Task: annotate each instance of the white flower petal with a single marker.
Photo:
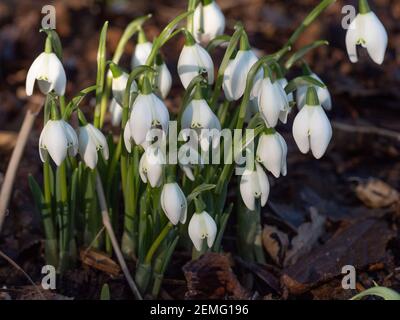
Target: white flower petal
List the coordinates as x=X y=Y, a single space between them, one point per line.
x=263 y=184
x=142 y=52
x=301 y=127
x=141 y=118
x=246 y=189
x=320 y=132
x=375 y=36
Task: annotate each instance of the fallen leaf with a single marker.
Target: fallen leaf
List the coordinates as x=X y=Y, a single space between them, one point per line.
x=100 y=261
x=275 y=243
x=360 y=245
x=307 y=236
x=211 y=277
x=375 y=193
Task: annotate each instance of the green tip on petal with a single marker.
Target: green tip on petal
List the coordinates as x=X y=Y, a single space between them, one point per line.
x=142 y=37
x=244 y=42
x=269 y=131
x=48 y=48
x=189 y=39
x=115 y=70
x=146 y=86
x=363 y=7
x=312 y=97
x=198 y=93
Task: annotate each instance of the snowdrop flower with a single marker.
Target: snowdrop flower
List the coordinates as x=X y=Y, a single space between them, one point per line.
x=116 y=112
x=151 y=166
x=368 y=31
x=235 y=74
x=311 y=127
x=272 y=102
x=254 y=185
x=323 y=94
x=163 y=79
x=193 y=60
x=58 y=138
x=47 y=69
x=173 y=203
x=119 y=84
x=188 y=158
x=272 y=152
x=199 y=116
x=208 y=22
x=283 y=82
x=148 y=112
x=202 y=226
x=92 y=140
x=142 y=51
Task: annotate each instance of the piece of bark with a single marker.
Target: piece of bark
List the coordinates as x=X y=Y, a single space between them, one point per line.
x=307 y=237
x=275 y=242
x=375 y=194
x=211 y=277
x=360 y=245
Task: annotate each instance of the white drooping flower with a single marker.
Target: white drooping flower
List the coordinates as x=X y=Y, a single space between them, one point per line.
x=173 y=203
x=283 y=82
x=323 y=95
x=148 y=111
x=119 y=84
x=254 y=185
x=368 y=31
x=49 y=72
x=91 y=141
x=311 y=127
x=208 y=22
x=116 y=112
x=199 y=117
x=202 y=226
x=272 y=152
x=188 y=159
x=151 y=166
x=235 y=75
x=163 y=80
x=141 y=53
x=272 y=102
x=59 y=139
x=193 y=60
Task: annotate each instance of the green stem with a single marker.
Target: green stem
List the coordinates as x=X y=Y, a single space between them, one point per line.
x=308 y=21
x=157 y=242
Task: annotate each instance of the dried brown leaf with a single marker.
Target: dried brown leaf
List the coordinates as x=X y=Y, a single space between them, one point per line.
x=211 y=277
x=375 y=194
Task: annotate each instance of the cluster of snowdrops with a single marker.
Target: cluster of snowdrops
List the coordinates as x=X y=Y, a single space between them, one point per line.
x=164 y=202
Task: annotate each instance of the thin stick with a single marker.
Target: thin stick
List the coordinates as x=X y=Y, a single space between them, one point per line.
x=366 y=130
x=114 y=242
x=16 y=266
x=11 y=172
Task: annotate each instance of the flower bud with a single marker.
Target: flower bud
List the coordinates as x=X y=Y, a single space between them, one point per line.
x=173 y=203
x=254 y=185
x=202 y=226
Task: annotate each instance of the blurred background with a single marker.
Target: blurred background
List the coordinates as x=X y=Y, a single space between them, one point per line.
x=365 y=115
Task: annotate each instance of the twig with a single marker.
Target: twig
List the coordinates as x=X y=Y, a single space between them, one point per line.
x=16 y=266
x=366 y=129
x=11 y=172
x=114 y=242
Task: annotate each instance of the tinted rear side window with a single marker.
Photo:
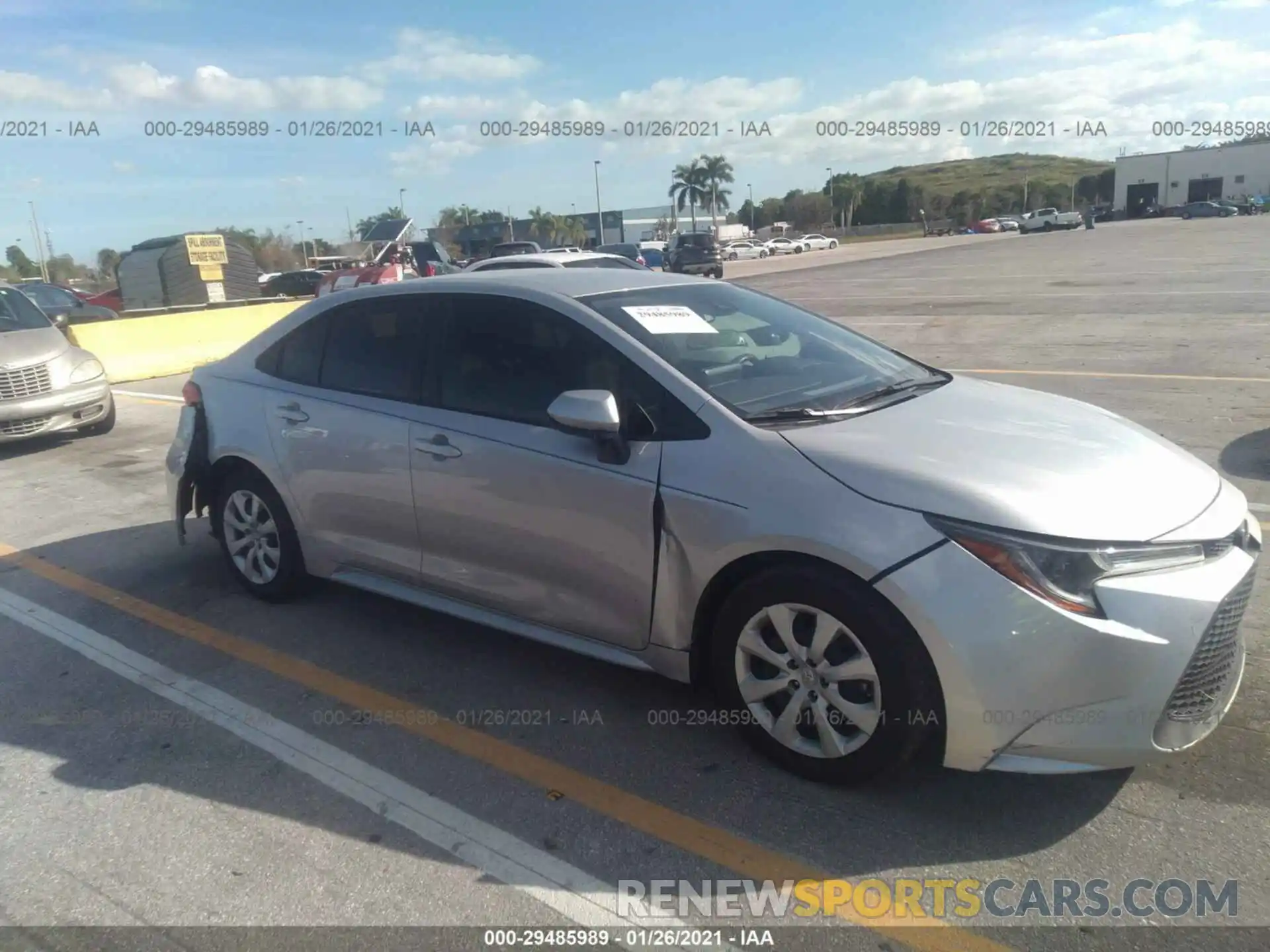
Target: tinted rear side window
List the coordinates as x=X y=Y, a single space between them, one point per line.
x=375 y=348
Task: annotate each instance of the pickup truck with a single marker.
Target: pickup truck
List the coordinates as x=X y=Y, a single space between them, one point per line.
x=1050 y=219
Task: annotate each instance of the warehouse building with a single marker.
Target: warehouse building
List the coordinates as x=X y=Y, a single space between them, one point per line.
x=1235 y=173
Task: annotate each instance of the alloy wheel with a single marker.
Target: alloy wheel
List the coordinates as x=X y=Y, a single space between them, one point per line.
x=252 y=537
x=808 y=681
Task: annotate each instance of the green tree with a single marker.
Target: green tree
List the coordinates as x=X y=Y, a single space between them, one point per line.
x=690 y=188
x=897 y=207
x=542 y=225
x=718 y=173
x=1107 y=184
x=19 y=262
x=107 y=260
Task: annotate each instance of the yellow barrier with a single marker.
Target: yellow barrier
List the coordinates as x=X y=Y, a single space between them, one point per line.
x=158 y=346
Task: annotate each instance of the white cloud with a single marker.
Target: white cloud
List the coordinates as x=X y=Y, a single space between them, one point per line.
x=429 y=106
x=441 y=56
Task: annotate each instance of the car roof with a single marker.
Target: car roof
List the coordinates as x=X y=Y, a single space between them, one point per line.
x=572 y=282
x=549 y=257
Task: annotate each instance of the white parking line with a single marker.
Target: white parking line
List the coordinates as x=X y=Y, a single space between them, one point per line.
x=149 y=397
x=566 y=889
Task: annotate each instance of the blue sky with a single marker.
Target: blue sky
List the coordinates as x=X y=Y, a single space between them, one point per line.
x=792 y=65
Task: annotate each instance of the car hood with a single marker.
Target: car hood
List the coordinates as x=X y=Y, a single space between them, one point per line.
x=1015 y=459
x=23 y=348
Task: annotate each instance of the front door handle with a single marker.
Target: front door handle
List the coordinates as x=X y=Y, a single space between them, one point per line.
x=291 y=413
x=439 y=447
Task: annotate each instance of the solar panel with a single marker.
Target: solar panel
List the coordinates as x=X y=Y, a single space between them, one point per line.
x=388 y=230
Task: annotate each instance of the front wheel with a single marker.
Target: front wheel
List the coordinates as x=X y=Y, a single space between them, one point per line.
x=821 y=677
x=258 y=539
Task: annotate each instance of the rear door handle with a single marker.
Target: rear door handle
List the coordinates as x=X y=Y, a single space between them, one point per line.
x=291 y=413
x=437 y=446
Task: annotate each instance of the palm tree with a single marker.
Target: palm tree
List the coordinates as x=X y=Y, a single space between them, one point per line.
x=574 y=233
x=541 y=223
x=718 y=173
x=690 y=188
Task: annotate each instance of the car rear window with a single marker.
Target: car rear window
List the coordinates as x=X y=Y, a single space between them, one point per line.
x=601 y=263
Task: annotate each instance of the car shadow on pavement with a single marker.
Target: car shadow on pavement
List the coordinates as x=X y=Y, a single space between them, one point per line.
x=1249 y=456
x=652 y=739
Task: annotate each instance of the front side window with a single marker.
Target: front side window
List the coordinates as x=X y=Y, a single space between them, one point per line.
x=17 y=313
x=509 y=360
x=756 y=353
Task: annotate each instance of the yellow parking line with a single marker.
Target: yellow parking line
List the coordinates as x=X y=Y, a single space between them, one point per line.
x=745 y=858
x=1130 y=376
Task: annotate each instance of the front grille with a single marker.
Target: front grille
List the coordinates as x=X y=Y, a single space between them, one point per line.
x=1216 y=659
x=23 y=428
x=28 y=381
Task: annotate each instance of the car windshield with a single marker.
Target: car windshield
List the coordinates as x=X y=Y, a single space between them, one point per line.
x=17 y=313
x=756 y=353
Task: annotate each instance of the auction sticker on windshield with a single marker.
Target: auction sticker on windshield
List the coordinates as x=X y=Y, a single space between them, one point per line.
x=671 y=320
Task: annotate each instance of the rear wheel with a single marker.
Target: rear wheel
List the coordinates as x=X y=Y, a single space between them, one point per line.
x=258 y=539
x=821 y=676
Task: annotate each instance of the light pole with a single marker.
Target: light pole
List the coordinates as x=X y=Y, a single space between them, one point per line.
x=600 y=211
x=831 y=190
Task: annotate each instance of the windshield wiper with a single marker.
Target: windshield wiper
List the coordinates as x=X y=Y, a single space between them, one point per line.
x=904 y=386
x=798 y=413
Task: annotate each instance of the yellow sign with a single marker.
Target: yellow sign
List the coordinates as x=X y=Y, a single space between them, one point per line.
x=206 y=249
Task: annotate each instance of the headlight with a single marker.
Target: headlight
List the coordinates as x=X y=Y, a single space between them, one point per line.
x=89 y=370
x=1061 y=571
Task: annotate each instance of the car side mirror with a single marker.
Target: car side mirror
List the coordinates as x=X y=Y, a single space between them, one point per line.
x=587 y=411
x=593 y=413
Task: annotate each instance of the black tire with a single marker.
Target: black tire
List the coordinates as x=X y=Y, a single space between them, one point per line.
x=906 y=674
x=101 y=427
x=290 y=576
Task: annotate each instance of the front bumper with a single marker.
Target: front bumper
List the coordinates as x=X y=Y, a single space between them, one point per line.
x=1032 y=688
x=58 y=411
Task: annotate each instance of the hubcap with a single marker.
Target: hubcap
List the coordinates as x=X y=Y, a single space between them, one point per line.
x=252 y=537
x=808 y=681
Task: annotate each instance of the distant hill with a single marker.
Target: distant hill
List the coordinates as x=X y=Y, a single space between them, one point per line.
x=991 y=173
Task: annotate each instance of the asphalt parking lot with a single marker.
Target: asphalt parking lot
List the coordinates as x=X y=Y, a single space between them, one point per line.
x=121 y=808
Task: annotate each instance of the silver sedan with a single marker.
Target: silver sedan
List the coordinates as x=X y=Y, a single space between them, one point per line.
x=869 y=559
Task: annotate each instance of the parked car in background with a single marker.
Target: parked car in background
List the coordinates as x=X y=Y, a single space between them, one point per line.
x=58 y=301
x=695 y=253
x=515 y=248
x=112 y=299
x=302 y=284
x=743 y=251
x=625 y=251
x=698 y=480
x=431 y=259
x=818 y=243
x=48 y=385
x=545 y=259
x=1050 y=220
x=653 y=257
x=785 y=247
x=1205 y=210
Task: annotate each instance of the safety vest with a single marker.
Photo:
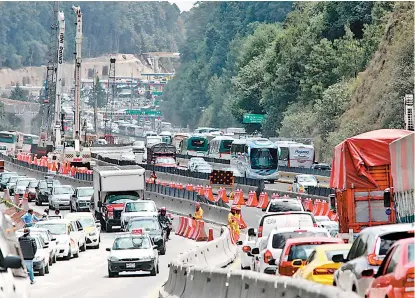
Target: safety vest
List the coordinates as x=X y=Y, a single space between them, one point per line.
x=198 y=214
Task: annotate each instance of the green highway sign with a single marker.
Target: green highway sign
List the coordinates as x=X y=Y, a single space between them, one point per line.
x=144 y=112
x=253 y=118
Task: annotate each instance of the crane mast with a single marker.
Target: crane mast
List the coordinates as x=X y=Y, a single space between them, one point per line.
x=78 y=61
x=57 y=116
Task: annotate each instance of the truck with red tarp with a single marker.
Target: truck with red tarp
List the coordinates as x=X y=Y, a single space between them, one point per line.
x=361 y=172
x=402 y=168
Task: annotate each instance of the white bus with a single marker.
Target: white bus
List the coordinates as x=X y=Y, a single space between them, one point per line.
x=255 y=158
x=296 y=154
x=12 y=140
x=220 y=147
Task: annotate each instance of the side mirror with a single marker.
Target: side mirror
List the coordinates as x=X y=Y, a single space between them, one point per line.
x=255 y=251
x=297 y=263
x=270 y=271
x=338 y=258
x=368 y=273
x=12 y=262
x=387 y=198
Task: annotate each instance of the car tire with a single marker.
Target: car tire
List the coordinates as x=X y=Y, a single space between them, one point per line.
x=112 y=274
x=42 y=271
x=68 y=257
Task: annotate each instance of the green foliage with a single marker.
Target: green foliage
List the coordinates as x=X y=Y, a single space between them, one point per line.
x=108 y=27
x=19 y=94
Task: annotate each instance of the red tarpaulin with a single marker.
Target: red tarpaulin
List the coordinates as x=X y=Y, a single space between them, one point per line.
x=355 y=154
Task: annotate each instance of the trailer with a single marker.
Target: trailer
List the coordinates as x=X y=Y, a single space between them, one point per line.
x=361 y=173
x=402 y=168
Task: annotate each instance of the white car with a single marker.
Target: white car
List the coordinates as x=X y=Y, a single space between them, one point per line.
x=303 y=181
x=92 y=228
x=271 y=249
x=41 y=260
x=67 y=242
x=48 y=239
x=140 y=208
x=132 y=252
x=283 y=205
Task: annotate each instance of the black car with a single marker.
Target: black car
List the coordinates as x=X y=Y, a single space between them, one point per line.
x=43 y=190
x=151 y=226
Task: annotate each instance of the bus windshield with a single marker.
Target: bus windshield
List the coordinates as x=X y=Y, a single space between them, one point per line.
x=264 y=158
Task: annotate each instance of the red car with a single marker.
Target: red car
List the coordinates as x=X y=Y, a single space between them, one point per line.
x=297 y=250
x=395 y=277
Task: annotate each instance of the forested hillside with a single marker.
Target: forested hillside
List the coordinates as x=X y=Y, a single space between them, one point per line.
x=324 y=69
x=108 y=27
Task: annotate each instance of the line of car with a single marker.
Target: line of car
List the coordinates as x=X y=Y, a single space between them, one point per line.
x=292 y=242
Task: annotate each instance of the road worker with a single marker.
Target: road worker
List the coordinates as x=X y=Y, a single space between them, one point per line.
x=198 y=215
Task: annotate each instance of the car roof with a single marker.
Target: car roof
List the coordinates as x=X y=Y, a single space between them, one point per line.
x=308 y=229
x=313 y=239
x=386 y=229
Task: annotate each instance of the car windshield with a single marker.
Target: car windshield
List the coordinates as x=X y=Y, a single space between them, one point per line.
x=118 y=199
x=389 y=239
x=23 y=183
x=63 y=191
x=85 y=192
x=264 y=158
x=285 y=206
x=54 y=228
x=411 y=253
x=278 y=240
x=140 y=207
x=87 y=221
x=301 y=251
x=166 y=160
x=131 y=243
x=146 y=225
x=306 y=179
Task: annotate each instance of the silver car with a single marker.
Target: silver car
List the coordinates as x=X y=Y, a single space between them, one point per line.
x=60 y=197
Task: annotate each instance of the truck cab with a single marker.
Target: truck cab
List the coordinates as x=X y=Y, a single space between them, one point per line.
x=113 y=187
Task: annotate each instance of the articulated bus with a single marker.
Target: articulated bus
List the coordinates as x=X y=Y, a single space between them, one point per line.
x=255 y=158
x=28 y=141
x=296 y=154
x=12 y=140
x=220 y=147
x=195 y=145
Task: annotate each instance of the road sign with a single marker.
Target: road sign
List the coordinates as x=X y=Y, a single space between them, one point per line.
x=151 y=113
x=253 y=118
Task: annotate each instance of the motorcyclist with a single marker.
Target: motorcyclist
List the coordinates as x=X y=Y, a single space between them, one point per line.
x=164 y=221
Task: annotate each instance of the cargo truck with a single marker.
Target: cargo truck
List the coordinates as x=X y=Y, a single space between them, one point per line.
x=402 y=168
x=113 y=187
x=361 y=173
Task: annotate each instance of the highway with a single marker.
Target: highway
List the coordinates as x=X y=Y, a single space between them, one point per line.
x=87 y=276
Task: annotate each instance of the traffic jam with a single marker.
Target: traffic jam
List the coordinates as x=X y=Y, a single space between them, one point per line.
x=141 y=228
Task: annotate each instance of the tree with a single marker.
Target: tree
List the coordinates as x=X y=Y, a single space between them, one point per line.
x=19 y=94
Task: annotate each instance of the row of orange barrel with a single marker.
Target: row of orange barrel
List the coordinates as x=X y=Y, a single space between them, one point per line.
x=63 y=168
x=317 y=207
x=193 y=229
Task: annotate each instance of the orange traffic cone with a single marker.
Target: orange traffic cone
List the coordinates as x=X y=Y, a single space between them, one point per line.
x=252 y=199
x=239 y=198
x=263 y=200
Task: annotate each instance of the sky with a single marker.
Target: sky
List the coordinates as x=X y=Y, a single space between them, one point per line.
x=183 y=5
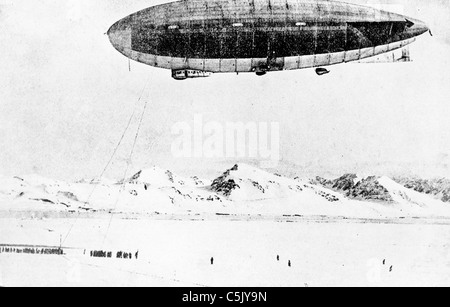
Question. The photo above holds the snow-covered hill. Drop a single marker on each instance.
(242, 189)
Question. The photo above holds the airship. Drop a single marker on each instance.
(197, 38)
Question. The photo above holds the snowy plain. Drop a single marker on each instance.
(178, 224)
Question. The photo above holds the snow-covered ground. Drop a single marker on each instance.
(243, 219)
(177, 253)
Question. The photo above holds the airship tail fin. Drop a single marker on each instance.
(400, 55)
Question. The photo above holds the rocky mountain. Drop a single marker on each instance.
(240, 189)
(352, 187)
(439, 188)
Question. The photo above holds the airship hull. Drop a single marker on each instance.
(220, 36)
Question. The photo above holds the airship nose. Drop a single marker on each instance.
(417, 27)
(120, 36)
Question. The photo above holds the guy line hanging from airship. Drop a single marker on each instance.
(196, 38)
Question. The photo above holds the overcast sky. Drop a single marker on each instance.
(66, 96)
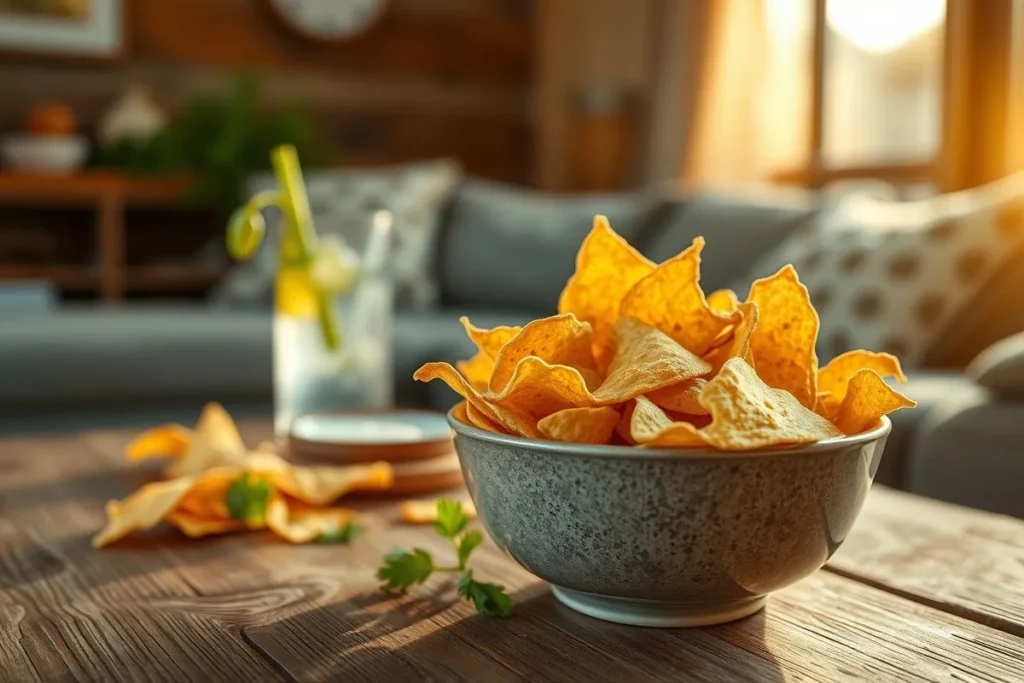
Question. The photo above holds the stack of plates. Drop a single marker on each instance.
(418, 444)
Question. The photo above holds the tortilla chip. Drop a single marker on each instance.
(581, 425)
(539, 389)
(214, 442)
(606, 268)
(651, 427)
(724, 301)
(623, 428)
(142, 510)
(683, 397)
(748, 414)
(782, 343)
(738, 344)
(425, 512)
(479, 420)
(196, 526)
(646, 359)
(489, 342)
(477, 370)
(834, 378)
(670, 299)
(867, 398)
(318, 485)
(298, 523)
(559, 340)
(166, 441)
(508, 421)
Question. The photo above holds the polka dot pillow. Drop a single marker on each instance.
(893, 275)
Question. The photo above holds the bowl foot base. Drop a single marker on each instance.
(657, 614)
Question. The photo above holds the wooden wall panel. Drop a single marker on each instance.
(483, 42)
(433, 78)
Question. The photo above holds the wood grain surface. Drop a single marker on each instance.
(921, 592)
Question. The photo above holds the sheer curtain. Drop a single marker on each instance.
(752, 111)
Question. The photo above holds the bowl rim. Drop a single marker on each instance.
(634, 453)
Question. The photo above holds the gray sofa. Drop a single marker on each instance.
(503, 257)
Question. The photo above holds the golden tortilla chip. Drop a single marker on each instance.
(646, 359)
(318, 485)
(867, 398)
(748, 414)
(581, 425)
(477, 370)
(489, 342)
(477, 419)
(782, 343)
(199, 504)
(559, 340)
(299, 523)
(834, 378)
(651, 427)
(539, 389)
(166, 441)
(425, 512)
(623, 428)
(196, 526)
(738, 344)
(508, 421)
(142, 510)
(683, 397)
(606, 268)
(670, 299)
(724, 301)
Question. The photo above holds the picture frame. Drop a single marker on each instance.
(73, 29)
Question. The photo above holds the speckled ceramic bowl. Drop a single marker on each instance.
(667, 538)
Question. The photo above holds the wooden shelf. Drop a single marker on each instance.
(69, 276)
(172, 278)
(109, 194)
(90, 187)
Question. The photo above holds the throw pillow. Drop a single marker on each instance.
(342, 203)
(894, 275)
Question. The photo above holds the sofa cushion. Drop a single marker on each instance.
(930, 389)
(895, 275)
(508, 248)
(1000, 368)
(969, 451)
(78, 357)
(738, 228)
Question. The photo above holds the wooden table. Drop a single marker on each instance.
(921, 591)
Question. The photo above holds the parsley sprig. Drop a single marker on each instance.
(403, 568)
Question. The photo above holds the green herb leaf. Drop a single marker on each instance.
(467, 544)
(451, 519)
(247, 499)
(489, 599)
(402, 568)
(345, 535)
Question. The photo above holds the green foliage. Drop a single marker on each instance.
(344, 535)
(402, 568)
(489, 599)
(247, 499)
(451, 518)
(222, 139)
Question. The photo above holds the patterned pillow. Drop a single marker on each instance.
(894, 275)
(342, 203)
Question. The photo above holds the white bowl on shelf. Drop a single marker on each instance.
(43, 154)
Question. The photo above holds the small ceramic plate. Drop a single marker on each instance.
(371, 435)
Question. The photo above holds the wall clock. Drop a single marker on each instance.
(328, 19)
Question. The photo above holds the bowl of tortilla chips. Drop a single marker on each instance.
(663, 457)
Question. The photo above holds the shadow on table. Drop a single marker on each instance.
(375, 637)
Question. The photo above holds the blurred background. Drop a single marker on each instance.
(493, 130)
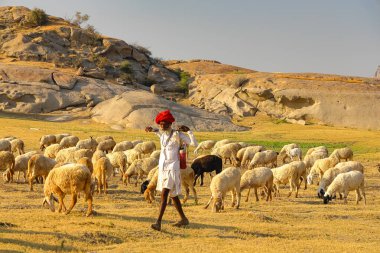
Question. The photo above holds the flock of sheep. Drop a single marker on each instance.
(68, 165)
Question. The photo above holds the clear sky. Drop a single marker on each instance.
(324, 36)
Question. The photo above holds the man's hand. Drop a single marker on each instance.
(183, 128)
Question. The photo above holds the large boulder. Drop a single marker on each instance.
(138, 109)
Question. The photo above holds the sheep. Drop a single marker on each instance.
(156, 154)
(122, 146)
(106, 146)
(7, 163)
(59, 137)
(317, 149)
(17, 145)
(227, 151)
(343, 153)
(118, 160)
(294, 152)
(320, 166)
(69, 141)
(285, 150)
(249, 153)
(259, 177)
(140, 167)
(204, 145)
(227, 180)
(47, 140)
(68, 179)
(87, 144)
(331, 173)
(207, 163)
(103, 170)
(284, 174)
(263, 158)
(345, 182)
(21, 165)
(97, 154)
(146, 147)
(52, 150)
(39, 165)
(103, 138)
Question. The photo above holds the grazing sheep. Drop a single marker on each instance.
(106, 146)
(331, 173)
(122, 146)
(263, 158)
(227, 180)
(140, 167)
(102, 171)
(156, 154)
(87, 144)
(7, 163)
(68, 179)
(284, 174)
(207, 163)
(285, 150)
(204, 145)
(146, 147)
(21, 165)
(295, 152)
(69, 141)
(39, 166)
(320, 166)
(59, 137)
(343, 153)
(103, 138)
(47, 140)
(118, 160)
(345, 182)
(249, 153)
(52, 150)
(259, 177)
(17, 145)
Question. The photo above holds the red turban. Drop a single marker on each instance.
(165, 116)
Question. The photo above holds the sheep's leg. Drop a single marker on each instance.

※

■ **ASSIGNMENT**:
Starting at the line that has "Task: annotate each instance of the green highway" and ending at the line that has "Target: truck with red tarp", please write out the lines above exactly, leaving out all others.

■ **RESPONSE TO THE EXERCISE**:
Task: annotate each instance of the green highway sign with a single marker.
Target: green highway sign
List the coordinates as x=X y=Y, a single space between them, one point per line.
x=144 y=112
x=253 y=118
Task: annotate each instance of the crane mast with a single marker.
Target: crane mast
List the coordinates as x=X y=Y, a single space between them, one point per line.
x=78 y=61
x=57 y=116
Task: annotate each instance of the truck with red tarp with a single marker.
Target: truck with red tarp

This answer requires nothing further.